▶ [Task material]:
########

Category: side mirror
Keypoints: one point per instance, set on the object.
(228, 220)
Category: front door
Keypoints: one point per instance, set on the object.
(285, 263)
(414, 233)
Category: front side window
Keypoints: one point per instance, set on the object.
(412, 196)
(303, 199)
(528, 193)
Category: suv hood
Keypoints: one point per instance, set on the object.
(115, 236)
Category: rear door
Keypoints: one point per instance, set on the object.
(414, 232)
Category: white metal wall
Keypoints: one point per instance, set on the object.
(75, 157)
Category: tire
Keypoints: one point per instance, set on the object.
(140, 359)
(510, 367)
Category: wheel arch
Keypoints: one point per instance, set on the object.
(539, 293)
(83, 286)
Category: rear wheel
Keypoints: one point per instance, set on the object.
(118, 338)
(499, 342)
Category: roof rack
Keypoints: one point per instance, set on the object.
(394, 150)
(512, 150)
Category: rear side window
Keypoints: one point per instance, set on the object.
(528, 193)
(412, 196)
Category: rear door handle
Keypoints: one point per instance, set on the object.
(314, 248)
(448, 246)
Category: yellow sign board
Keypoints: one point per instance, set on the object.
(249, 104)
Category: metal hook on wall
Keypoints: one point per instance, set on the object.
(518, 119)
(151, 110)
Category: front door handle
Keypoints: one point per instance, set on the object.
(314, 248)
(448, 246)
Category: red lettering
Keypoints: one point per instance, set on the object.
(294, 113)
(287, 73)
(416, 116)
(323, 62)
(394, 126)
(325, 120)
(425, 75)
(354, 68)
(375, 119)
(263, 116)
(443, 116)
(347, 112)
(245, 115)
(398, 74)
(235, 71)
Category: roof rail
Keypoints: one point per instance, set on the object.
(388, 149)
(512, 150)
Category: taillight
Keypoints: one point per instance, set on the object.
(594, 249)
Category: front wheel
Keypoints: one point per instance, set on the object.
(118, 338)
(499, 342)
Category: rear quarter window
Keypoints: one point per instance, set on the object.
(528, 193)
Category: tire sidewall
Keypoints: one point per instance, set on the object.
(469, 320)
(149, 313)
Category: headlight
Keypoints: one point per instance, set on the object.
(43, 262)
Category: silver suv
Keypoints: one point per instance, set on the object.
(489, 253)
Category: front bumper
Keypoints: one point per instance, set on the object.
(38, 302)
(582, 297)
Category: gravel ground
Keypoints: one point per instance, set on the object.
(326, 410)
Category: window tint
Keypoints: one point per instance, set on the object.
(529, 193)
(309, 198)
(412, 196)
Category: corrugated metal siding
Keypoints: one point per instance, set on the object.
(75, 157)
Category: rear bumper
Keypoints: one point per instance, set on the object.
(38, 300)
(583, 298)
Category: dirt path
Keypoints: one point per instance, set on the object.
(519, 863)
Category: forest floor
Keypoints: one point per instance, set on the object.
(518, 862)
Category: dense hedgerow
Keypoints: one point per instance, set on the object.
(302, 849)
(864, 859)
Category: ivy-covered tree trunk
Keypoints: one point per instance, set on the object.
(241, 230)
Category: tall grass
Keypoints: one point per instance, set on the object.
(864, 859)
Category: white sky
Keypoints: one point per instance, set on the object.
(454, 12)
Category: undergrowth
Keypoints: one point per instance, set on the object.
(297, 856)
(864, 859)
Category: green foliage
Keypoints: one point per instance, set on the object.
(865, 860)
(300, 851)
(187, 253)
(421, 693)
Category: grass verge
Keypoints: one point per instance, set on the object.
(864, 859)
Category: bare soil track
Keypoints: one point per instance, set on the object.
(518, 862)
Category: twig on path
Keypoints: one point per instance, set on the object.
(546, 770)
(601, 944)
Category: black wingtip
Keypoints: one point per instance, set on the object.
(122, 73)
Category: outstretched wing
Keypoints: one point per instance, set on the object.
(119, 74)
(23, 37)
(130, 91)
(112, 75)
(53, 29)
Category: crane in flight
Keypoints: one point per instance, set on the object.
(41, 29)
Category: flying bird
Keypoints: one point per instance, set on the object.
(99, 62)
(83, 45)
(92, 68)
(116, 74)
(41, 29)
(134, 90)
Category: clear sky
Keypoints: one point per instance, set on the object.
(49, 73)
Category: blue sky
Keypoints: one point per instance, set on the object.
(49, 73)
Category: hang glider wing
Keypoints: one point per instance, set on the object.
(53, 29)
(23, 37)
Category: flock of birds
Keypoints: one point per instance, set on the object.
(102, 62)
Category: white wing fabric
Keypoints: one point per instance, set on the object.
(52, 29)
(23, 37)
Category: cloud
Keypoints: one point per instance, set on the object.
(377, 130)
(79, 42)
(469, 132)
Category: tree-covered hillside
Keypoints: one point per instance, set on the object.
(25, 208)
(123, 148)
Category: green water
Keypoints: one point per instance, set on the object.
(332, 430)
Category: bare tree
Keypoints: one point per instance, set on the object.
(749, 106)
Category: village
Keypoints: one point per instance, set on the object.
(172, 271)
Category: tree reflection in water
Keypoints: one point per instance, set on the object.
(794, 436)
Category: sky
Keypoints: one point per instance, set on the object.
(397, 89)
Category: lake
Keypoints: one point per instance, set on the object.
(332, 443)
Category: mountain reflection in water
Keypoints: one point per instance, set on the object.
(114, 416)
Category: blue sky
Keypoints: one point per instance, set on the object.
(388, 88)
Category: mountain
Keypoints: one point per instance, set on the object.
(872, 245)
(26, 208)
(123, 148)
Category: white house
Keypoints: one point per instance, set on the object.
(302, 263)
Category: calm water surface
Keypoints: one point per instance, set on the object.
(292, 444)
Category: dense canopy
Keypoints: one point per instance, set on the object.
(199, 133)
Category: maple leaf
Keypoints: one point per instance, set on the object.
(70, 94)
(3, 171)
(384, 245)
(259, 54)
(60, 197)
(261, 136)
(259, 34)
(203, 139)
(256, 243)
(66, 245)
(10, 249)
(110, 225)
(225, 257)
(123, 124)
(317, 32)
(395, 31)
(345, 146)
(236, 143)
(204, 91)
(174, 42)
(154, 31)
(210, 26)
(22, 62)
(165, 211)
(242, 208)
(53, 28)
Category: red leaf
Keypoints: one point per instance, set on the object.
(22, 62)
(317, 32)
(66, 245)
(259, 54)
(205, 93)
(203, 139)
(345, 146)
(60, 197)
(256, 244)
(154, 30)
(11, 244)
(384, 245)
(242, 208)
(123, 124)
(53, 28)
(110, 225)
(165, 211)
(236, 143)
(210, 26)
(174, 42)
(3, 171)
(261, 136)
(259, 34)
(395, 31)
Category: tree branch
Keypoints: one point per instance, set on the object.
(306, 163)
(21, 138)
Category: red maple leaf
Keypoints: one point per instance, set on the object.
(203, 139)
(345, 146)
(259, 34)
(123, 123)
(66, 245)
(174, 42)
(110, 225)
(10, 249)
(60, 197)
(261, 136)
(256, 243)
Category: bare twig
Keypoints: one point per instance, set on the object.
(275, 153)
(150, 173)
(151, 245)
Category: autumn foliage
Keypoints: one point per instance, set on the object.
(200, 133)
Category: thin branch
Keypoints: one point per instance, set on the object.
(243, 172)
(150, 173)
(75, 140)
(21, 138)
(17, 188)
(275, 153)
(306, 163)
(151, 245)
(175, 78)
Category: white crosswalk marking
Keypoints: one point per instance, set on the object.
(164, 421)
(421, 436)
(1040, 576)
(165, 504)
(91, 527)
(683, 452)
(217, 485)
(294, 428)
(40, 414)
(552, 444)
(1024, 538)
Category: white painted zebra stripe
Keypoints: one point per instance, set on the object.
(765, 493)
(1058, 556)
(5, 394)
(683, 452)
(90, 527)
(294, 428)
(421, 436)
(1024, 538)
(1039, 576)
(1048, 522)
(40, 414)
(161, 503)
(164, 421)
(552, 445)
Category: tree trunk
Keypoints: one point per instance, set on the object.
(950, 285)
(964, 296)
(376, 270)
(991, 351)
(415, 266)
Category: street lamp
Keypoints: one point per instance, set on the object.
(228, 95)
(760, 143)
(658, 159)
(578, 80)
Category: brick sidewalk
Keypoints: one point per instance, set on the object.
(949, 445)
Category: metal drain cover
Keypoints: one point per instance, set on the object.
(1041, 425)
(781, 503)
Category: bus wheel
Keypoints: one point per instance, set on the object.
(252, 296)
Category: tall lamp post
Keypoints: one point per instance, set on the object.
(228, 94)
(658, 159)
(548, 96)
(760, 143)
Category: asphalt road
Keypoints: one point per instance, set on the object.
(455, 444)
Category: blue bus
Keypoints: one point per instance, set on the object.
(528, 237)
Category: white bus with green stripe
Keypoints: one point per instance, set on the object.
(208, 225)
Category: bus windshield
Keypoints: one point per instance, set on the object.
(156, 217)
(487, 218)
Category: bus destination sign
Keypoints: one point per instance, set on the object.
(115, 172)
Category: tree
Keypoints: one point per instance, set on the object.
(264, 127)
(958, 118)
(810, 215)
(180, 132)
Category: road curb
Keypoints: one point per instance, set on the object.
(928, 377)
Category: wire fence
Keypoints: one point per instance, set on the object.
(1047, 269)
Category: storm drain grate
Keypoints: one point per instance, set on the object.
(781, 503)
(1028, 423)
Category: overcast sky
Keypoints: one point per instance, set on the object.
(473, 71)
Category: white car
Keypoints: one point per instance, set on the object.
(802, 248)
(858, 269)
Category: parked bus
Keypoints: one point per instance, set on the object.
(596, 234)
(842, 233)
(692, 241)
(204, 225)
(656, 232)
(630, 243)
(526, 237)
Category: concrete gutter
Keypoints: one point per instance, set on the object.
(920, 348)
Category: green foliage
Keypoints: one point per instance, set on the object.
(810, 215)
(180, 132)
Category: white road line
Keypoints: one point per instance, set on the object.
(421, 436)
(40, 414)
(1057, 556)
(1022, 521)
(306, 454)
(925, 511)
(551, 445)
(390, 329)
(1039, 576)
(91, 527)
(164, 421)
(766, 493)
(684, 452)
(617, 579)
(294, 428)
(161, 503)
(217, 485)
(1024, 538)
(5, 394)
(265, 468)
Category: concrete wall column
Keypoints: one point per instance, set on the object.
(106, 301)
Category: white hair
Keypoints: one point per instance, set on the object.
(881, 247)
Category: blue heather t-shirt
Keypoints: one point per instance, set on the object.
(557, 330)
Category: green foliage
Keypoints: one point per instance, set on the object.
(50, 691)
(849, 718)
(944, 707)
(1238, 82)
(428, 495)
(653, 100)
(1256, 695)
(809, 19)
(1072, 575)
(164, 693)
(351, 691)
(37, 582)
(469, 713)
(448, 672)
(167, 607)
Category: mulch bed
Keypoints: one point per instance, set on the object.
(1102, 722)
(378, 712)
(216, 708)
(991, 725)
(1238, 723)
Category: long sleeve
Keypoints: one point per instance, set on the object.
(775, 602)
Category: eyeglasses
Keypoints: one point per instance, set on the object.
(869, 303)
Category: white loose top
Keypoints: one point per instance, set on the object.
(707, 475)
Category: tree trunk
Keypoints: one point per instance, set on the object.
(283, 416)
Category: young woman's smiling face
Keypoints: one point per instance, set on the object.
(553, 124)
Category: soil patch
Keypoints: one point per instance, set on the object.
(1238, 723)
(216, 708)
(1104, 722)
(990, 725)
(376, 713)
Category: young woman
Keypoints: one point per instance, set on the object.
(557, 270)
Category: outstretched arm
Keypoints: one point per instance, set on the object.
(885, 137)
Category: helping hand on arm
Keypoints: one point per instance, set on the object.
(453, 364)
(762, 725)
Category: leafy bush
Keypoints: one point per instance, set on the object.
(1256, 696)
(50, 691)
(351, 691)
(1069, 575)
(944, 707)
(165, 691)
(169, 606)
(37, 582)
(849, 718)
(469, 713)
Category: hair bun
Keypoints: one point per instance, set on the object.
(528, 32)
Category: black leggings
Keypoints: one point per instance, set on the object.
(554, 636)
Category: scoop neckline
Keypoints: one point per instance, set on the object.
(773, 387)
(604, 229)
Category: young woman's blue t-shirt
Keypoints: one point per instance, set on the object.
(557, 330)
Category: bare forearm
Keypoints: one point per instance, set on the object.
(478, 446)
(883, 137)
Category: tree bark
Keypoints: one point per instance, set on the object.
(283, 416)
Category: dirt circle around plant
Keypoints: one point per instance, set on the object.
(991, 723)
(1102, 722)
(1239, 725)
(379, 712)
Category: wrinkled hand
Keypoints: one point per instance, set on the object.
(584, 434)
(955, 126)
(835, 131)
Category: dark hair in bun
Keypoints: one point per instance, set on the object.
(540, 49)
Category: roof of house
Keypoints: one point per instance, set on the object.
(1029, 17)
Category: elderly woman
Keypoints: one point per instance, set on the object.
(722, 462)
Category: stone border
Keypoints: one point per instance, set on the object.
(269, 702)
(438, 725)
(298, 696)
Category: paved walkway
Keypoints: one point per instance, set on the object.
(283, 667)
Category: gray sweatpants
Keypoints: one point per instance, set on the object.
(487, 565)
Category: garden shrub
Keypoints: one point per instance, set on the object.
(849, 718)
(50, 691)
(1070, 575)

########

▶ [What you should do]: From the entries above, print the lines beginning at the one with "Category: tree-covered hillside" and stopping after the one with "Category: maple leaf", exactly as written and with nothing else.

▶ [Reply to the task]:
Category: tree-covered hillside
Keypoints: one point per instance, set on the object.
(25, 208)
(123, 148)
Category: green water
Keypoints: one point per instance, set on the object.
(332, 430)
Category: bare tree
Keypoints: one point per instance, set on the object.
(749, 106)
Category: village
Keypoints: one point per instance, set on the object.
(172, 271)
Category: tree reflection in water
Keypoints: one point per instance, set on the object.
(794, 436)
Category: sky
Keypoints: one point per instance, set on the object.
(397, 89)
Category: lake
Keypoints: one point per instance, set on the object.
(332, 443)
Category: mountain reflection in water
Keypoints: one point per instance, set on the object.
(114, 416)
Category: blue sky
Keypoints: one point per instance, set on the object.
(388, 88)
Category: mountain
Keypoints: one point per instance, set on the object.
(872, 245)
(26, 208)
(123, 148)
Category: white house
Keypoints: one point per instance, set on the object.
(302, 263)
Category: calm water surface
Keypoints: one point per instance, set on the object.
(292, 444)
Category: dense canopy
Keypoints: one point per instance, set on the object.
(199, 133)
Category: maple leaf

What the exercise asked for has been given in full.